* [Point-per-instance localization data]
▽

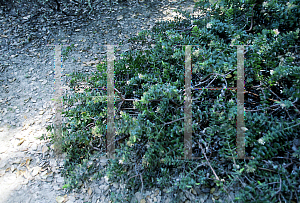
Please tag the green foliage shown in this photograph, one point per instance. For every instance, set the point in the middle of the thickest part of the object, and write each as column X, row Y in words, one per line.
column 155, row 79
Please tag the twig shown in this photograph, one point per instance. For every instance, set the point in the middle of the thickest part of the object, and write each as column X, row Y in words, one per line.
column 208, row 161
column 265, row 169
column 251, row 19
column 213, row 169
column 174, row 121
column 279, row 187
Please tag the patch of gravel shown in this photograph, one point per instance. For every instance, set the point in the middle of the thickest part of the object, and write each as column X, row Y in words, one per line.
column 29, row 169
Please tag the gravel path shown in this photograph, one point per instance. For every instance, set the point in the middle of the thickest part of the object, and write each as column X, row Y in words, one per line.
column 29, row 169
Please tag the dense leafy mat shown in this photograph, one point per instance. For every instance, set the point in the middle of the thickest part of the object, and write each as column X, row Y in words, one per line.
column 150, row 140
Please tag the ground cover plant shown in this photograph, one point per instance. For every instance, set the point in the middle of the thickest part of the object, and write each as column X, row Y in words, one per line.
column 150, row 139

△

* [BRIEF]
Retype the lines from the one containing "Please tag the dense" to the last line above. Change nothing and include no others.

* [RESPONSE AREA]
Please tag the dense leafy mat shown in this photograph, one point per instance. For every instance, set the point in the middle of the thickest part of the object, and write each as column X, row Y in words, one per line.
column 150, row 140
Please tag the ground cover plant shown in this photograph, one point per instance. For every instance, set the point in the middle of the thickest part of the object, and write each as column X, row Y in words, one per line.
column 150, row 139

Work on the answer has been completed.